#### Assigned task
Everything from the line containing "Where can the porch" through the last line of the data below should be set down exactly, and nothing else.

#### Data for processing

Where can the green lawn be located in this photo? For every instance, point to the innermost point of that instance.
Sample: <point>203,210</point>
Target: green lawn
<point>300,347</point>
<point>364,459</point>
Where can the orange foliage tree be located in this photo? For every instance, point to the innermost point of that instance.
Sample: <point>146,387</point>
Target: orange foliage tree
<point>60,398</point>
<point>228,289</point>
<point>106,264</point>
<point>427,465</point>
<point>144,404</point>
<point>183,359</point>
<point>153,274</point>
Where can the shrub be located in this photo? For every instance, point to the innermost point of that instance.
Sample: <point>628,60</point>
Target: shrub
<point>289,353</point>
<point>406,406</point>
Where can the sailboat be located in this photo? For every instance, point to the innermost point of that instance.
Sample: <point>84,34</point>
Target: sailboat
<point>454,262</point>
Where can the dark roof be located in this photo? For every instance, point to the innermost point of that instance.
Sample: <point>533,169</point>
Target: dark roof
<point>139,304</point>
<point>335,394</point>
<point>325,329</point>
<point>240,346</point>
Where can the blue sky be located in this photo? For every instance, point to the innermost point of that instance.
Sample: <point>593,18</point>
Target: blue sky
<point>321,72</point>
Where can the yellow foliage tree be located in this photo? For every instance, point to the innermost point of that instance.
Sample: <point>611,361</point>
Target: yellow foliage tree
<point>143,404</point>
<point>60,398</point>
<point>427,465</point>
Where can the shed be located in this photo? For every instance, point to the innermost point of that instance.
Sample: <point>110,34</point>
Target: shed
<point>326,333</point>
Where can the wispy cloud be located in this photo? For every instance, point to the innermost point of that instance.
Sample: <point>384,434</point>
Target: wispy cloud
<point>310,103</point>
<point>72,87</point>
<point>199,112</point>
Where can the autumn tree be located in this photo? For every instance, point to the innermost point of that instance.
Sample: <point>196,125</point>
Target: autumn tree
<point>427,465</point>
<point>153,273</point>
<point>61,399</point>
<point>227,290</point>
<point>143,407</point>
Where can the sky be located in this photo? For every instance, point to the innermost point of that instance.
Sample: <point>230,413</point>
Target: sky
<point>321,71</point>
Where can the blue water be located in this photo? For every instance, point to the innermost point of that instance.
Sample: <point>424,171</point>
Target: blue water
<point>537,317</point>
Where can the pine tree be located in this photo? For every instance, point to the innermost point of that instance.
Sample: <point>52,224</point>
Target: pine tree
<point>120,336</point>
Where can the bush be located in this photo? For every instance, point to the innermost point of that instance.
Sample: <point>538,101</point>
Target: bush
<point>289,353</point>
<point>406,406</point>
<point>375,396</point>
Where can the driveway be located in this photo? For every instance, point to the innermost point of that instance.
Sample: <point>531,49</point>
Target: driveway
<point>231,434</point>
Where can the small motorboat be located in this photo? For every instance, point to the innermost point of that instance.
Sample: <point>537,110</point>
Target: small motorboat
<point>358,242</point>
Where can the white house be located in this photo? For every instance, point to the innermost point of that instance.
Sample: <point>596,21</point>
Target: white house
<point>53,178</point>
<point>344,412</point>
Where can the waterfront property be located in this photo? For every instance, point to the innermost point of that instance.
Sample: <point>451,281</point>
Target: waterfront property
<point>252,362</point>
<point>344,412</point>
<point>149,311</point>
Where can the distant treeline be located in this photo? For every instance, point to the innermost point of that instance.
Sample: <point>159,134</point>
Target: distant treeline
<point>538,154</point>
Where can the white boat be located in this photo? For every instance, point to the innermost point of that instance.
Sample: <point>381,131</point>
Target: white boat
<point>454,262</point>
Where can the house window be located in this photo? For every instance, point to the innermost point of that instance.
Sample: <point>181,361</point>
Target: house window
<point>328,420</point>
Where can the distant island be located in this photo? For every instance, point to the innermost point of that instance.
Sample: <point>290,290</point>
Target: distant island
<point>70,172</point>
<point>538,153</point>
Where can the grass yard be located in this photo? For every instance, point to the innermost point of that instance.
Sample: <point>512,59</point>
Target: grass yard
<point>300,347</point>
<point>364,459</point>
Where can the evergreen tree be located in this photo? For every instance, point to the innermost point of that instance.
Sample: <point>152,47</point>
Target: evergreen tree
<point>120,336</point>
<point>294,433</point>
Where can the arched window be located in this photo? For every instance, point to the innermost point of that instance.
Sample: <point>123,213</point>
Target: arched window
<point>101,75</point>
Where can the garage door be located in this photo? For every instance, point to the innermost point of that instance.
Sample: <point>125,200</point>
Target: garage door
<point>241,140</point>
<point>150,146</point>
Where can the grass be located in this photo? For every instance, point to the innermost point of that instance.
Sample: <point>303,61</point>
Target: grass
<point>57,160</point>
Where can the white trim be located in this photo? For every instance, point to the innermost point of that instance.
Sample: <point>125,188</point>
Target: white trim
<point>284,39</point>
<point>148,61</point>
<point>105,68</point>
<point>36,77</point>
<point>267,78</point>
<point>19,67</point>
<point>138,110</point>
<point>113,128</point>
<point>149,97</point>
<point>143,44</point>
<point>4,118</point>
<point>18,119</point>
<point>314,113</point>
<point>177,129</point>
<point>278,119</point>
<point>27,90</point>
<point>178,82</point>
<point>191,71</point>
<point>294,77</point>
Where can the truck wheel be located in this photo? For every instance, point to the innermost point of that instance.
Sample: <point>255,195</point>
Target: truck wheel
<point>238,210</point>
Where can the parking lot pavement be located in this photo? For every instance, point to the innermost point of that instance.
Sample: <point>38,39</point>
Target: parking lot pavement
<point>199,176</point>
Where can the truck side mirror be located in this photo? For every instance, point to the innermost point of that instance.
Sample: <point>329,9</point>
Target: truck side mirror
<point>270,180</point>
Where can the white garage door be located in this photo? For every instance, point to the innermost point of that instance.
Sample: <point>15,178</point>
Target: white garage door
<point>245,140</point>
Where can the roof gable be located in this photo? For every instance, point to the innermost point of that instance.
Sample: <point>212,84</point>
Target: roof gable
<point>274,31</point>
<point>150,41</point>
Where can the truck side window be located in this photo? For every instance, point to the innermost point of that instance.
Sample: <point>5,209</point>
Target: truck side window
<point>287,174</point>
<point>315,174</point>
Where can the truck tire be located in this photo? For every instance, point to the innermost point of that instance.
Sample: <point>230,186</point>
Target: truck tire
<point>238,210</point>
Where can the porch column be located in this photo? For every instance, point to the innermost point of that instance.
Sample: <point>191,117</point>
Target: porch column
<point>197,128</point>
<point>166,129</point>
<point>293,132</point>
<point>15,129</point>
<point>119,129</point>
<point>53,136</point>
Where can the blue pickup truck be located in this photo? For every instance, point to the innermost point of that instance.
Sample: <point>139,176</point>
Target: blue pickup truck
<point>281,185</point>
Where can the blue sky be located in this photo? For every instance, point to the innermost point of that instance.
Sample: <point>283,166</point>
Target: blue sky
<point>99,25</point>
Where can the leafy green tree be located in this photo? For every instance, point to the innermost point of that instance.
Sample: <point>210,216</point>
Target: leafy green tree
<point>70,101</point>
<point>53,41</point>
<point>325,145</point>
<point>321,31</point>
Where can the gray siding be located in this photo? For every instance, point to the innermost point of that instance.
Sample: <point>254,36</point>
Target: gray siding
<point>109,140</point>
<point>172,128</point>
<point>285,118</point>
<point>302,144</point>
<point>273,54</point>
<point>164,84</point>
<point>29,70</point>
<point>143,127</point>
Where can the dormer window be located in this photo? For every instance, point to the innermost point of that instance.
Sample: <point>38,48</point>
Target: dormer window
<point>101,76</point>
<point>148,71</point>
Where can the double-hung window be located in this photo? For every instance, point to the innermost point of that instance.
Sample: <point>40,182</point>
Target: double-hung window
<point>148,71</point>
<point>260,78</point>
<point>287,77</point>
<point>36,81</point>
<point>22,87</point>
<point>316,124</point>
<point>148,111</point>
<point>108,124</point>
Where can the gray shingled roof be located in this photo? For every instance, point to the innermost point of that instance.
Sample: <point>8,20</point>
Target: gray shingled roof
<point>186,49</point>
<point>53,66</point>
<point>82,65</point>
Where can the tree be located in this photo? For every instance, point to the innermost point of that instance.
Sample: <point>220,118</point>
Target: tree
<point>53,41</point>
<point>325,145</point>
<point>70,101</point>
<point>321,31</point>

#### Problem solution
Where can the porch column be located in this photo? For every instance, point to the innermost point of that instance.
Sample: <point>191,117</point>
Target: porch column
<point>197,128</point>
<point>166,129</point>
<point>293,132</point>
<point>15,129</point>
<point>119,129</point>
<point>53,136</point>
Where can the blue pickup truck be located in this photo? For every instance, point to the innermost point of that instance.
Sample: <point>139,176</point>
Target: blue pickup truck
<point>281,185</point>
Where can the blue sky be located in this photo? For every instance, point to the innermost point of that instance.
Sample: <point>283,166</point>
Target: blue sky
<point>99,25</point>
Where can the leafy green tree be located in this photo? For every instance, point to the innermost point of that instance.
Sample: <point>210,216</point>
Target: leafy green tree
<point>70,101</point>
<point>53,41</point>
<point>325,145</point>
<point>321,31</point>
Where can the gray siding be located in this photo? For every instance, point to the innermost point of that instance.
Sample: <point>254,36</point>
Target: gray siding
<point>109,140</point>
<point>172,128</point>
<point>285,118</point>
<point>302,144</point>
<point>273,54</point>
<point>164,84</point>
<point>29,70</point>
<point>143,127</point>
Where can the dormer window be located in this photo? For every instance, point to the innermost point of that instance.
Sample: <point>38,48</point>
Target: dormer window
<point>101,76</point>
<point>148,71</point>
Where can the double-hung window be located in this photo? For every instance, point to the innermost point of that instance.
Sample: <point>40,182</point>
Target: double-hung window
<point>148,71</point>
<point>260,78</point>
<point>287,77</point>
<point>36,81</point>
<point>22,87</point>
<point>316,124</point>
<point>148,111</point>
<point>108,124</point>
Where can the gray shingled roof be located in this photo? For every instance, point to the innermost point of that instance.
Sample: <point>8,20</point>
Target: gray shingled roof
<point>186,49</point>
<point>53,66</point>
<point>82,65</point>
Where can the tree be located in this photo? For every instance, point to the innermost point of that instance.
Sample: <point>220,118</point>
Target: tree
<point>53,41</point>
<point>325,145</point>
<point>70,101</point>
<point>321,31</point>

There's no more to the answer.